Problem description = Extract all lines from the data beneath that include the word "every".

Provided entries =

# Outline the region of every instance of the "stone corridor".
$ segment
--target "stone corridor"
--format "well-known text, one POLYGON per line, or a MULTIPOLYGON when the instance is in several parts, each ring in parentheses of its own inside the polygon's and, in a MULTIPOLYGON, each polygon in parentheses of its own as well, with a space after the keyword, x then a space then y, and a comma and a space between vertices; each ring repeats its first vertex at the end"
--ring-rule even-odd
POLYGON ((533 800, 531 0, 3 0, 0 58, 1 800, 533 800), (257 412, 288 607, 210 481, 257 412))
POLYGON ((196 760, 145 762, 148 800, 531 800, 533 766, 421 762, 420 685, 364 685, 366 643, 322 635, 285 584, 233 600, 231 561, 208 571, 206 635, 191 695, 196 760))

...

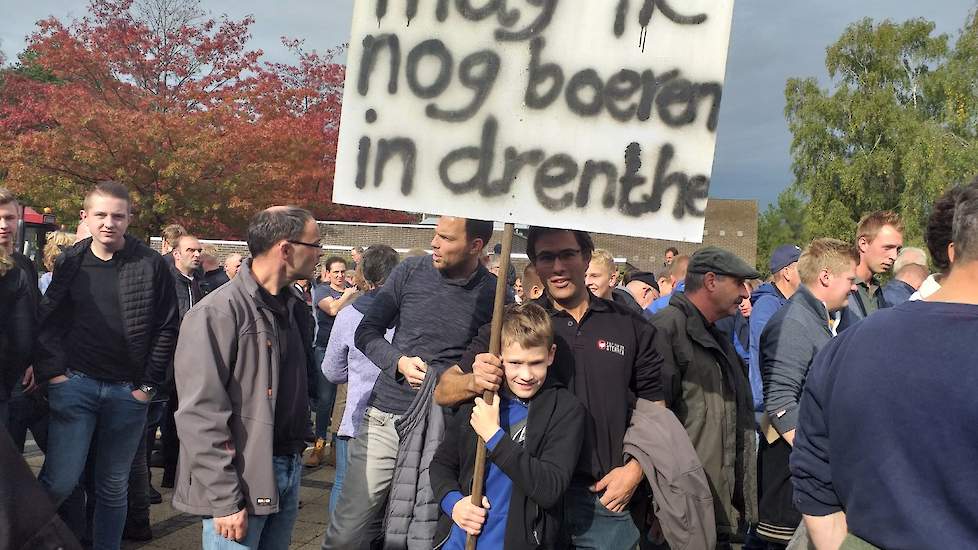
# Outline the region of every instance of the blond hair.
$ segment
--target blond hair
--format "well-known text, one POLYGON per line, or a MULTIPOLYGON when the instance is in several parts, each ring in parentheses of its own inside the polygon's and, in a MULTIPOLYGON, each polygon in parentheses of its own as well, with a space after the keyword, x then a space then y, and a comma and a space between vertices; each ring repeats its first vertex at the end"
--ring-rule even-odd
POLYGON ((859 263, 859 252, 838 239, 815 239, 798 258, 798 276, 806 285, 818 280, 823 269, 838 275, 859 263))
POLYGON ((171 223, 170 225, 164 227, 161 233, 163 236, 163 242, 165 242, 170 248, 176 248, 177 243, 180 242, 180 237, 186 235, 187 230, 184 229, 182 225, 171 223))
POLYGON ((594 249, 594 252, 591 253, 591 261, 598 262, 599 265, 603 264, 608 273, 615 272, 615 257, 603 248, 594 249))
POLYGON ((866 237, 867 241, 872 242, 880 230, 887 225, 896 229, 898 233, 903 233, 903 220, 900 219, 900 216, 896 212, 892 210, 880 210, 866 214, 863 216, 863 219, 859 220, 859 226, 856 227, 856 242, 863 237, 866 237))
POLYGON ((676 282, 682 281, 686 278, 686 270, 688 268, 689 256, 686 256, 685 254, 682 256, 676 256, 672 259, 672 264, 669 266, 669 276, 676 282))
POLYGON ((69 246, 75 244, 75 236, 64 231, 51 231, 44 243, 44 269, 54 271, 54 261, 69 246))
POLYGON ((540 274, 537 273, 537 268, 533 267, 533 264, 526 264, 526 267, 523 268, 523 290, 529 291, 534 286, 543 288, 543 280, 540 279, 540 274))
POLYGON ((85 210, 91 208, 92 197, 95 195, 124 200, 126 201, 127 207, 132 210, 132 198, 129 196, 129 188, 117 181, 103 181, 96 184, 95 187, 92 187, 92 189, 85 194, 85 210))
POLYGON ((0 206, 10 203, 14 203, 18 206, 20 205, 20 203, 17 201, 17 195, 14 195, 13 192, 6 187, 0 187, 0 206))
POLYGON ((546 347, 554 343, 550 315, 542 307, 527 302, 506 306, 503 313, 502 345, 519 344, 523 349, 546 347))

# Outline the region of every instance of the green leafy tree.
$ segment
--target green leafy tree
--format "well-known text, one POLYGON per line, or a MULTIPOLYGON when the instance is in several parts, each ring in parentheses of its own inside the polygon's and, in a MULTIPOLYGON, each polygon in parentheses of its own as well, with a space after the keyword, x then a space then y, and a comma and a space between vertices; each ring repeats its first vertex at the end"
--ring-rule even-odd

--

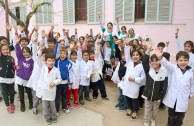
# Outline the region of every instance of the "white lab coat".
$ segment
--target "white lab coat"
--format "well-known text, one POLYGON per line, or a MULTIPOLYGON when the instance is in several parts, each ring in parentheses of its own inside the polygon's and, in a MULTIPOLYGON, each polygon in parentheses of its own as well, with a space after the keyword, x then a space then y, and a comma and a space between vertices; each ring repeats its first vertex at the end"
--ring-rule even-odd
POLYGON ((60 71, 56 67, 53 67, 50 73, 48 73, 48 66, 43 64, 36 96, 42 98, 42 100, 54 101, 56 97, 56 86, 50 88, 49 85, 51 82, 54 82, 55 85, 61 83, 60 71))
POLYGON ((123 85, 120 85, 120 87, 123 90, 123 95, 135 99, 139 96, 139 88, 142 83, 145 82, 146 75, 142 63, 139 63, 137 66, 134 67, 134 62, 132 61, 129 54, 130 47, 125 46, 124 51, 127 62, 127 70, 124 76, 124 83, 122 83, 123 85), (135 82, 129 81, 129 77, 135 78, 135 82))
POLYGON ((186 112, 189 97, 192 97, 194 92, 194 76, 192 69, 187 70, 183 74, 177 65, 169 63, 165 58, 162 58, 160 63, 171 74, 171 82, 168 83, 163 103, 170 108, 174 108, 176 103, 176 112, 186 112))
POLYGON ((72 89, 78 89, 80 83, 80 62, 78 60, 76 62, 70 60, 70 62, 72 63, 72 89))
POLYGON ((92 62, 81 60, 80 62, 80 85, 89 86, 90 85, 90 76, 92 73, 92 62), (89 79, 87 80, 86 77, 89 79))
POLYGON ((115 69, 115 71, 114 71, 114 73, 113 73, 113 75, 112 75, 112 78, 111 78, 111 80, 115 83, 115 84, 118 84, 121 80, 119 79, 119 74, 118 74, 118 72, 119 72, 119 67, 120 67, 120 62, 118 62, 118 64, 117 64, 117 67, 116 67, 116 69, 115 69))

Solution below =
# Outline the region of every instance of the "stone corridor".
# Outline the region of every instance of the blond hair.
# Outline the region of every instance of the green leafy tree.
# Outline the region of every instance of the "white lab coat".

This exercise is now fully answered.